■ Short task A:
Answer each of these about the forum thread on wire reducers:
(i) Up to what size are the lugs on kbsparky's 150 Amp sub-feed breaker rated?
(ii) On what conductor size did sparky970 use the pins, and up to what size were the lugs on the vfd good?
(iii) According to Rollie73, what risk comes with changing the lugs?
■ Short task B: List every conductor size named in the forum thread on wire reducers.
■ Short task C: Continue the forum thread on wire reducers from its last post.
== Document
# Wire reducers



## kbsparky (Sep 20, 2007)

I have a new panel with a 150 Amp sub-feed breaker installed that needs to feed a rather long run of 250kcmil.

The problem is the breaker's lugs are only rated up to 3/0

I was thinking of using those crimp-on reducer/studs to terminate the 250 cables.

Have you used these before, and what was your experience (good, bad, ugly)?


----------



## RePhase277 (Feb 5, 2008)

I have used them and I like them, but in your case the 250 may be so large that the pins touch where they are crimped on. You may need to use smaller wire tapped to the 250.


----------



## ponyboy (Nov 18, 2012)

they make off center and 90 degree pin connectors. with the offset ones you should be able to make something work


----------



## kbsparky (Sep 20, 2007)

I don't believe that I will need offsets or 90 pins.

There is sufficient room for the wires, just not enough space in the lugs!


----------



## piperunner (Aug 22, 2009)

kbsparky said:


> I have a new panel with a 150 Amp sub-feed breaker installed that needs to feed a rather long run of 250kcmil.
> 
> The problem is the breaker's lugs are only rated up to 3/0
> 
> ...


Yes we use them but most of the time we order a new lug kit from factory .
never had a problem with crimps or termination .


----------



## sparky970 (Mar 19, 2008)

We just used some yesterday on 600mcm. Lugs on the vfd were only good to 500. We had to use the offset pins. They work just fine


----------



## randas (Dec 14, 2008)

Would be cheaper to just tap down to smaller wire for the last few feet


----------



## hardworkingstiff (Jan 22, 2007)

piperunner said:


> Yes we use them but most of the time we order a new lug kit from factory .
> never had a problem with crimps or termination .


That's what I was thinking, replace the lugs.

BTW, I've used the pin terminals and not had any problems. Make sure you use the proper crimping tools though.


----------



## Cow (Jan 16, 2008)

I like replacing the factory lugs first, if that's an option. Wire reducers are just one more potential failure point to me.


----------



## Rollie73 (Sep 19, 2010)

I use the reducing pins. If we change the lugs we can get nailed for "altering" a CSA approved piece of equipment.:thumbdown:


----------



## rrolleston (Mar 6, 2012)

You can also use a 250 crimp splice and on the 3/0 side strip the wire long enough so that you can bend some of the conductor onto itself making it large enough for the 250 crimp splice to fit tight remove the remaining strands crimp and you are done. Works around here.


----------



## socalelect (Nov 14, 2011)

rrolleston said:


> You can also use a 250 crimp splice and on the 3/0 side strip the wire long enough so that you can bend some of the conductor onto itself making it large enough for the 250 crimp splice to fit tight remove the remaining strands crimp and you are done. Works around here.
====
== Data segment
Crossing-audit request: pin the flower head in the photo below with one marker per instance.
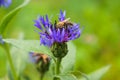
====
■ Exercise response A:
(i) 3/0.
(ii) 600mcm; the vfd lugs were only good to 500.
(iii) They could get nailed for "altering" a CSA approved piece of equipment.

■ Exercise response B:
- 250kcmil
- 3/0
- 600mcm
- 500

■ Exercise response C:
If I follow right ur using a 250 crimp on a 3/0. That's hack . Just wait till the rest of the gang sees that


----------



## Jlarson (Jun 28, 2009)

rrolleston said:


> You can also use a 250 crimp splice and on the 3/0 side strip the wire long enough so that you can bend some of the conductor onto itself making it large enough for the 250 crimp splice to fit tight remove the remaining strands crimp and you are done. Works around here.


Yeah.... that _could _work. 

But maybe something like this instead









https://images.tradeservice.com/F8S115UX2WBLD9RU/ATTACHMENTS/DIR100027/MERGRVE00006_37.pdf

:whistling2:


----------



## kbsparky (Sep 20, 2007)

socalelect said:


> If I follow right ur using a 250 crimp on a 3/0. That's hack . Just wait till the rest of the gang sees that


You are NOT following this right! :no:

I need to be able to terminate a 250 into a lug that is rated for 3/0 maximum. They make wire reducers specifically for this purpose:









Problem is, you need a hydraulic crimper to do the job, and they provided me with a hand-crimper. Could NOT do it, as the crimp was too thick for the hand tool.

Ended up using Polaris bugs to splice a short piece of 3/0 on the end of the 250 so I could finish up the job..... :whistling2:


----------



## tkb (Jan 21, 2009)

I would use these, http://www.greaves-usa.com/pdf/ReduceR Color Sheet.pdf

They are specifically made as a copper reducer.


----------



## denny3992 (Jul 12, 2010)

Crimped reducer is easiest, safest, and prob quickest way to go, 


I have done it countless times with no issues!


----------



## sparky970 (Mar 19, 2008)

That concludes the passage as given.